▶

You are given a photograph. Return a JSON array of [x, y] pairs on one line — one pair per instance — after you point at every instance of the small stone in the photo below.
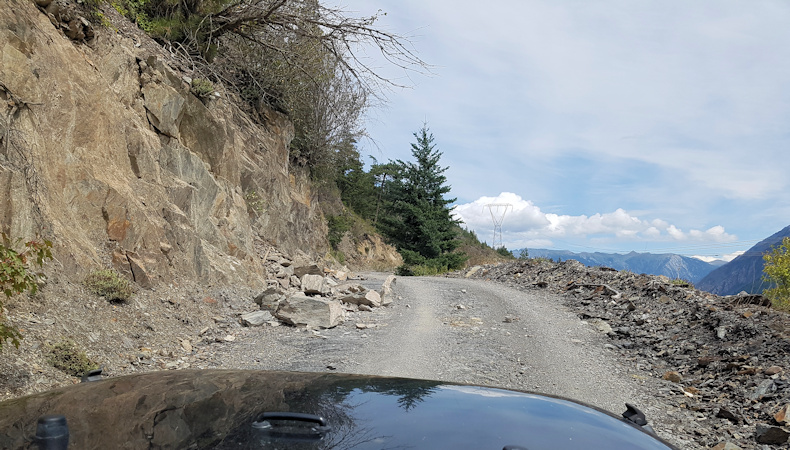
[[600, 325], [186, 345], [767, 434], [726, 446], [727, 414], [255, 319], [783, 415], [673, 376]]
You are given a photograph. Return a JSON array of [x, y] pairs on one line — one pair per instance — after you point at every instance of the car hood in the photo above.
[[224, 409]]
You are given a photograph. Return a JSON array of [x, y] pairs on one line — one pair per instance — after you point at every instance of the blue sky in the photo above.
[[658, 126]]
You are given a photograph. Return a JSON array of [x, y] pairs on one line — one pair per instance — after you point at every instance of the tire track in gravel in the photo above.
[[546, 348]]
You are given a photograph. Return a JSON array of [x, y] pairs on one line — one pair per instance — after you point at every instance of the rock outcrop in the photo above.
[[104, 150]]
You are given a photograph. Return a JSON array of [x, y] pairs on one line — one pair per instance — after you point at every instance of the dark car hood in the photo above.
[[217, 409]]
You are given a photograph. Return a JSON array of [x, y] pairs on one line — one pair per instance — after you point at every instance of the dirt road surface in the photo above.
[[458, 330]]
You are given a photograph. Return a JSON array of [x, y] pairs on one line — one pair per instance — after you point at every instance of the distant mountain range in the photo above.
[[668, 264], [743, 273]]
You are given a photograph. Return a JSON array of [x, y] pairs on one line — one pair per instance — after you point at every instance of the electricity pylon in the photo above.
[[498, 218]]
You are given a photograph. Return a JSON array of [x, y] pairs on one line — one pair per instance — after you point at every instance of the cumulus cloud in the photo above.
[[524, 222], [728, 257]]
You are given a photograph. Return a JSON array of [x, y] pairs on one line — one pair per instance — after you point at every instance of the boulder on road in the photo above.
[[312, 312], [256, 319], [314, 285], [270, 298], [312, 269], [387, 292], [369, 298]]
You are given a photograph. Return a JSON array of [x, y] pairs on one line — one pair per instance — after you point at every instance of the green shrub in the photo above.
[[202, 88], [339, 256], [255, 204], [109, 284], [67, 357], [16, 276], [682, 283], [338, 226], [777, 273]]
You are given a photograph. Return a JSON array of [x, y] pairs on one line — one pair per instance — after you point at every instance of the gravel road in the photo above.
[[457, 330]]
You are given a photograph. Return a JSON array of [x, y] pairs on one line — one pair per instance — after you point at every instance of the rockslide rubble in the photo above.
[[723, 360]]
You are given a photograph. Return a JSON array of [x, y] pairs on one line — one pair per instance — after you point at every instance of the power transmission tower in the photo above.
[[497, 217]]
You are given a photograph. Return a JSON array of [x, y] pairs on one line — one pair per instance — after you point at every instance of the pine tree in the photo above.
[[418, 217]]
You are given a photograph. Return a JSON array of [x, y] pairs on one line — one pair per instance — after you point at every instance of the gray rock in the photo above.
[[767, 434], [308, 270], [314, 284], [387, 292], [472, 271], [369, 298], [312, 312], [285, 272], [165, 108], [270, 298], [350, 288], [256, 319], [762, 389], [600, 325]]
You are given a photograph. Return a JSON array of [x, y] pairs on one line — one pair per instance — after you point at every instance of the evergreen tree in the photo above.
[[418, 217]]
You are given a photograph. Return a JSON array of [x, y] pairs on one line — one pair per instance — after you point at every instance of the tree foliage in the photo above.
[[297, 56], [418, 217], [17, 276], [777, 273]]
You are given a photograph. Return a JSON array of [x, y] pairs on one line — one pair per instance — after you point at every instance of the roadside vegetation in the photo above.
[[300, 58], [777, 274], [109, 284], [17, 275]]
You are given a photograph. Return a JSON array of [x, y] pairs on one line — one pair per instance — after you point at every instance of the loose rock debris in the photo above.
[[725, 359]]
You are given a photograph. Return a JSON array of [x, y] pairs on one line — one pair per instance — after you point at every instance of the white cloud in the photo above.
[[728, 257], [525, 222]]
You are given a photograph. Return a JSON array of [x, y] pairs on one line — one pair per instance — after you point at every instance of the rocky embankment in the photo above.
[[177, 325], [724, 360]]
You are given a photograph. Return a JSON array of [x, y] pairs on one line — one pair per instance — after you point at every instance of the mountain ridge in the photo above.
[[667, 264], [745, 272]]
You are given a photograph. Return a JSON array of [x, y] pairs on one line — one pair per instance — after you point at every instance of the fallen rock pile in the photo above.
[[307, 295], [724, 360]]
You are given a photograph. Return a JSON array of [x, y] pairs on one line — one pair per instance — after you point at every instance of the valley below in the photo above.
[[706, 370]]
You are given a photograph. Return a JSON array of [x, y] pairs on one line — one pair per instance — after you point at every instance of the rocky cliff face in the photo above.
[[104, 150]]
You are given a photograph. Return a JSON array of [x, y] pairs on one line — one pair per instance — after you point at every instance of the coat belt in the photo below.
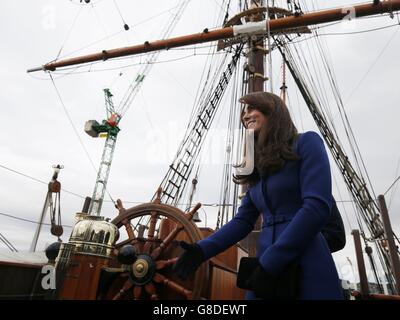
[[272, 220]]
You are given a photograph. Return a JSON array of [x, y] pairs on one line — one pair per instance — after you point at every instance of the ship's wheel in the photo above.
[[149, 252]]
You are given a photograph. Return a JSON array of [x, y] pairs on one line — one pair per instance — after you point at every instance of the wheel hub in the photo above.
[[142, 271]]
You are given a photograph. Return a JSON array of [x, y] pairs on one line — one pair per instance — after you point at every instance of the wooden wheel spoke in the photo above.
[[129, 230], [158, 278], [150, 235], [137, 292], [155, 254], [152, 226], [161, 264], [151, 290], [128, 284], [141, 230]]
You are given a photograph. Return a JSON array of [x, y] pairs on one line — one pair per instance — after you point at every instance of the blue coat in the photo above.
[[300, 196]]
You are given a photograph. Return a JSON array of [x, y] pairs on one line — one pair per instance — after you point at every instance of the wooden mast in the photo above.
[[275, 26]]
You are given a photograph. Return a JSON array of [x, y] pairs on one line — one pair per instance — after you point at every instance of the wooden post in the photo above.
[[360, 263], [394, 257]]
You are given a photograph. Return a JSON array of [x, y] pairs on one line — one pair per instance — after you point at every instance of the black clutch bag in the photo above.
[[285, 286], [246, 269]]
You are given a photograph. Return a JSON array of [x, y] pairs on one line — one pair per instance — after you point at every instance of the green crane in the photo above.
[[109, 129]]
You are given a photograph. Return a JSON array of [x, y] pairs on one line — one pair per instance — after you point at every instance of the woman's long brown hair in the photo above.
[[274, 143]]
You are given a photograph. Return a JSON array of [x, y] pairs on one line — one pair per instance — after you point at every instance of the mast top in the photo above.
[[275, 26]]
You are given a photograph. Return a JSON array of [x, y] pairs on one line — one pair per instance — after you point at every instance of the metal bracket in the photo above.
[[250, 28]]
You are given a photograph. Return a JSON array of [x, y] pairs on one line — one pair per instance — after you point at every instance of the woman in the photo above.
[[291, 187]]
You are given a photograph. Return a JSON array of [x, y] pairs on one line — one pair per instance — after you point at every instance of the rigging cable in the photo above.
[[27, 220], [69, 33], [8, 243]]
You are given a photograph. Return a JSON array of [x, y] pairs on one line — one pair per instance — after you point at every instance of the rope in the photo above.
[[27, 220]]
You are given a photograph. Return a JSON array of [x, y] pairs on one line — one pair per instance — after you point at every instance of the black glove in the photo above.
[[188, 262], [285, 286], [262, 283]]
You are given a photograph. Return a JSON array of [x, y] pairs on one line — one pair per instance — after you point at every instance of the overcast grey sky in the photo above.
[[36, 133]]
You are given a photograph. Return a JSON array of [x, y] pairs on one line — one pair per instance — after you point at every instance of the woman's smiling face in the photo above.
[[253, 119]]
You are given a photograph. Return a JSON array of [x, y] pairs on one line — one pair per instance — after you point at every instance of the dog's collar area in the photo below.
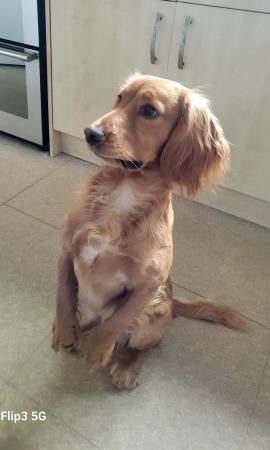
[[131, 164]]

◀

(WHAT TO WORK ON):
Reproduce all of the material above line for line, omitting the pictures.

(OUTPUT OF THE TASK):
You are given a photograph. Return a JSON array of [x, y] pairs on one line — one pair per instance — after you point at every instance of the small stone in the photo below.
[[600, 325], [186, 345], [767, 434], [726, 446], [727, 414], [255, 319], [783, 415], [673, 376]]
You are given a photograph. Return a JSON array of [x, y] pairs on one line — one pair per instance — after you point at every instance of the car hood in the photo above.
[[224, 409]]
You are given a photograph. Return a JSON array of [x, y] pairs on one line — one pair per instance — after you point at every instance of the blue sky in the photo above.
[[658, 126]]
You are given a photograph. Return a JSON array of [x, y] pairs on one line — one pair per instance — after you point at every instance of the tire track in gravel in the photo above.
[[546, 348]]
You are given a photograph. Return a JSON array of [x, y] pairs on one line — one pair per instance — after you point at every instance of the rock outcrop in the photo above.
[[104, 150]]
You are given a photograph. Return a JSON array of [x, y] pairs on one line — one pair per instance — after you point at every instance of the dark car hood in the photo above.
[[217, 409]]
You are given a photograph. Return a JSON array of [x, y] pairs on one line — one pair per instance — after you point at every instance of the dirt road surface in the photo above.
[[458, 330]]
You are given a photograph. Return a JSON array of [x, y] pairs on one line — one pair per instance — after you point at every instance of the distant mountain range in the photo above.
[[668, 264], [743, 273]]
You are given a photograph. Return a JSON array of [x, y] pairs on one line — one pair per instance — after you point at every instance of the electricity pylon in the photo above.
[[498, 218]]
You are given a photograph. Return a JSON array of [x, y] pairs on one line — one pair per instance — after you point at every instance of the cumulus cloud in the photo above.
[[524, 222], [728, 257]]
You are given a photograph. Return a JSON array of [x, y] pairs on one line — one pair per instance — after you point at every instance of the boulder on road in the photo above.
[[312, 312], [256, 319], [314, 285], [270, 298], [312, 269], [387, 292], [369, 298]]
You are given a photograph. Return a JSON array of [x, y] pairs on one line — one pair per instance — after you point at every instance of the green shrub in the photo above.
[[202, 88], [339, 256], [255, 204], [109, 284], [67, 357], [16, 276], [682, 283], [338, 226], [777, 273]]
You are given a photograph. Return a JSON array of [x, y] pairs on one line — one pair per instance — after you point at every instance of the gravel road in the photo above.
[[457, 330]]
You are given a photograph. Return a JSON array of [x, y] pairs on one line — one pair per instance — after you point at every instance of the rockslide rubble in the photo above.
[[723, 360]]
You are given a photograph. Return a JSON array of [x, y] pairs on one line — one pair per instance — after you point at every instance of the power transmission tower in the photo above.
[[497, 217]]
You are given a photograph. Return a JSON array of [x, y] pairs on one line — one pair per instance — after you point at every instance of the pine tree in the photo above.
[[418, 217]]
You are given a photograph. Return a JSON array of [x, y] pairs on one line — one pair per instance — after you point at every instance of the gray rock in the photo above.
[[767, 434], [308, 270], [314, 284], [387, 292], [472, 271], [369, 298], [312, 312], [285, 272], [165, 108], [270, 298], [350, 288], [256, 319], [762, 389], [600, 325]]
You are given a photograph. Return a JSON array of [x, y] pairs on one line — one pair per instance — after you point at every instance of the evergreen tree in the photo above.
[[418, 217]]
You are given a photograph. Return a JSON array of [x, y] pairs on one line — one pair per instance — after you point at every instance of the tree foliage in the photo above.
[[297, 56], [418, 217], [17, 276], [777, 273]]
You are given a photograph. Return a JSON array of [x, y] pairs on one line — one pair per instance — after you point at every instance of the roadside vegetation in the photo above.
[[300, 58], [777, 274], [109, 284], [17, 275]]
You are given a photograph. Return a JSON array of [x, y] pairs on one line — one pair per instance — after you point at every instance of the loose rock debris in the photo above.
[[725, 359]]
You are given a photograph. Return a JSON array of [x, y] pairs on one line — one pair per instance — after you point at every instance of the white cloud in the photo above.
[[728, 257], [525, 222]]
You are given a photograph. Return a JSON array of [x, y] pairs on one line — one pair per instance — after you point at every instance of the rocky embankment in the photo above.
[[177, 325], [724, 360]]
You are given a photograph. Return a JSON array of [x, y] pairs on one line — one pair per instance — after you point at every instance of the mountain ridge in the photo above.
[[667, 264], [745, 272]]
You are given a photograph. Return a JSON array of [x, y] pairs on one line — one pair per instance — after you point at every instance of the fallen rock pile in the photo above.
[[307, 295], [724, 360]]
You are given a photograph. Return a JSON array of [x, y] pairs on one line — one pair per instance — after you point at every instance of the valley below in the photo above.
[[706, 370]]
You are given a photograph. Return a JSON array of [x, y] pairs on one line — one pair per instance — after you point at every instance of the rocky cliff face in the photo above.
[[104, 150]]
You are given a photograph. Return a JSON array of [x, y] pairs on one line — one pair per instance — after you point at every instance of the coat belt in the photo below.
[[272, 220]]
You are given a photograph. Return a JSON array of [x, y] pairs on one line — one pair per instance — after you point at every instance of the ship's wheel in the photo above.
[[149, 252]]
You are given a photograph. Return a JSON array of [x, y] pairs on one line — one pair per instance — after you point at every instance of the wheel hub in the photo above.
[[142, 271]]
You are given a photograph. Return a JSON array of [x, y] pairs on one line — one pair per instance — after you point at every instance of the wooden wheel spoke in the photo above.
[[129, 230], [158, 278], [150, 235], [137, 292], [155, 254], [152, 226], [161, 264], [151, 290], [128, 284], [141, 230]]
You are given a photograph. Return a JSON array of [x, y] pairs on one line — one pair per instance — after you point at every instance of the blue coat in the photo above.
[[300, 196]]
You are given a photograph. Return a JSON array of [x, y] pairs on one line — one pair per instance — after you point at every instance of the wooden mast in the photo above.
[[275, 26]]
You are given a photograph. Return a JSON array of [x, y] pairs on one line — one pair per instance — after you point at every instance of the wooden post in the photo above.
[[360, 263], [394, 257]]
You are given a photograph. Return a JSON array of [x, y] pairs on one line — one pair per instance — after you point at every instance of the black clutch bag in the photo above.
[[285, 286], [246, 269]]
You are given a photograph. Return a JSON array of [x, y] pairs on one line — one pair per instance — after you point at every instance of the green crane in the photo above.
[[109, 129]]
You are given a photograph. Return a JSON array of [x, y] pairs on one line — one pair per instance — after you point at every instance of the woman's long brown hair in the photo above.
[[274, 143]]
You are given a photograph. Return a JSON array of [x, y] pairs on one line — one pair per instance — after you point at every instance of the mast top in the photo above.
[[275, 26]]
You are given a photograph. Return a JSON array of [x, y] pairs on one line — one pair per instance — after you point at every instance of the metal bracket in the photo above.
[[250, 28]]
You are given a photograph. Return a JSON array of [x, y] pairs on one line — one pair per instance — after you point at every instance of the woman in the photo above.
[[291, 187]]
You are given a photograph. Return a JSON array of [x, y] pairs on one line — one pair per instance — after you point at every instance of the rigging cable in the photo above.
[[27, 220], [69, 33], [8, 243]]
You are given a photograph. Return a JSON array of [x, y] pairs on one line — one pair per instance — after you point at every instance of the rope in the photo above.
[[27, 220]]
You are given a photograph. Return a JSON array of [x, y] pairs on one line — one pair per instance — after you point at every instance of the black glove in the photo above.
[[188, 262], [285, 286], [262, 283]]
You are given a photograph. Return a JSON array of [x, y] pairs on one line — one pair per instance — after you point at every instance of the overcast grey sky in the photo above.
[[36, 133]]
You are given a photograph. Return a JSON array of [x, y] pairs on one line — one pair per instance — after you point at every instance of the woman's smiling face in the photo above.
[[253, 119]]
You are given a photograph. Return a JSON array of [x, y] pairs on one line — one pair per instance — after you point at every instance of the dog's collar area in the photo below.
[[131, 164]]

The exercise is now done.